TASK REQUIREMENTS:
Starting with the line that has "Can you see the dark doorway" in it, repeat every line through the last one, word for word, and give nothing more.

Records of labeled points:
# # # # #
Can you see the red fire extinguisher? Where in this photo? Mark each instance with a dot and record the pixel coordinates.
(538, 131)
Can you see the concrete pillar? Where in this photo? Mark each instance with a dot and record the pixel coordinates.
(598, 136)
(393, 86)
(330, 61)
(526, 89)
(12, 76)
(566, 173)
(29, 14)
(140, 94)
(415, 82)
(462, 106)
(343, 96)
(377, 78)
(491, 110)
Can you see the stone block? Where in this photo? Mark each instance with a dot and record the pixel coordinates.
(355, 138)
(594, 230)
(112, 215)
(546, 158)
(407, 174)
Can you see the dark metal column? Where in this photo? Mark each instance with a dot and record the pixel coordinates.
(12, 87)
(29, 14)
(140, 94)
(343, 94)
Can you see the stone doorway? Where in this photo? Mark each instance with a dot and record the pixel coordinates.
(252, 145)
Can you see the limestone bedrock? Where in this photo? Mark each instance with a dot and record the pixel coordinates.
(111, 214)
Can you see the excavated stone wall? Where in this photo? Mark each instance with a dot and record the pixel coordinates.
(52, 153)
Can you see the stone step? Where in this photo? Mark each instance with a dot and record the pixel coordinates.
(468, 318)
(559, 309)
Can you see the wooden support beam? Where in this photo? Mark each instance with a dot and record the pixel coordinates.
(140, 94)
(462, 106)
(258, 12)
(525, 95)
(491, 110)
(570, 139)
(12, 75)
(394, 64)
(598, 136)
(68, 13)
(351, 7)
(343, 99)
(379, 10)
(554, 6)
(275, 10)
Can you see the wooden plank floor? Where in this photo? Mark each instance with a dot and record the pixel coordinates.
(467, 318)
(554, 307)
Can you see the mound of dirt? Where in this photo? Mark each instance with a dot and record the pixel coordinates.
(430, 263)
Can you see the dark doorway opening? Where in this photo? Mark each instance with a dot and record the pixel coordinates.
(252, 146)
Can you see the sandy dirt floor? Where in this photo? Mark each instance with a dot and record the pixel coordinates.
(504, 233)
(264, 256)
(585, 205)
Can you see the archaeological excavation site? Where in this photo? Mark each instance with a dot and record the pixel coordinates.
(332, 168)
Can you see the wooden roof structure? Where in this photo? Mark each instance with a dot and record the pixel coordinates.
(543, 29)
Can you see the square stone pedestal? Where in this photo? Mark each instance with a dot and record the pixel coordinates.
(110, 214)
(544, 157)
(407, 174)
# # # # #
EXERCISE SOLUTION:
Can you see the dark doorway opening? Where in this photo? Mark each instance with a dot and record the pixel coordinates.
(252, 146)
Can you see the sandy dirt floor? Where in this photo? Mark each instance with a dot and record the pixel coordinates.
(504, 233)
(264, 256)
(585, 205)
Can you see the archaeological excavation site? Where in this photo? Mark each instance with a dot and record the pixel coordinates.
(332, 168)
Can you see the wooden roof structure? Where in this photo? Mark each instance with a dot and record the pixel coordinates.
(543, 29)
Can you see the square stone pedestal? Where in this photo? Mark each instance with a dot and record the pixel coordinates.
(110, 214)
(544, 157)
(407, 174)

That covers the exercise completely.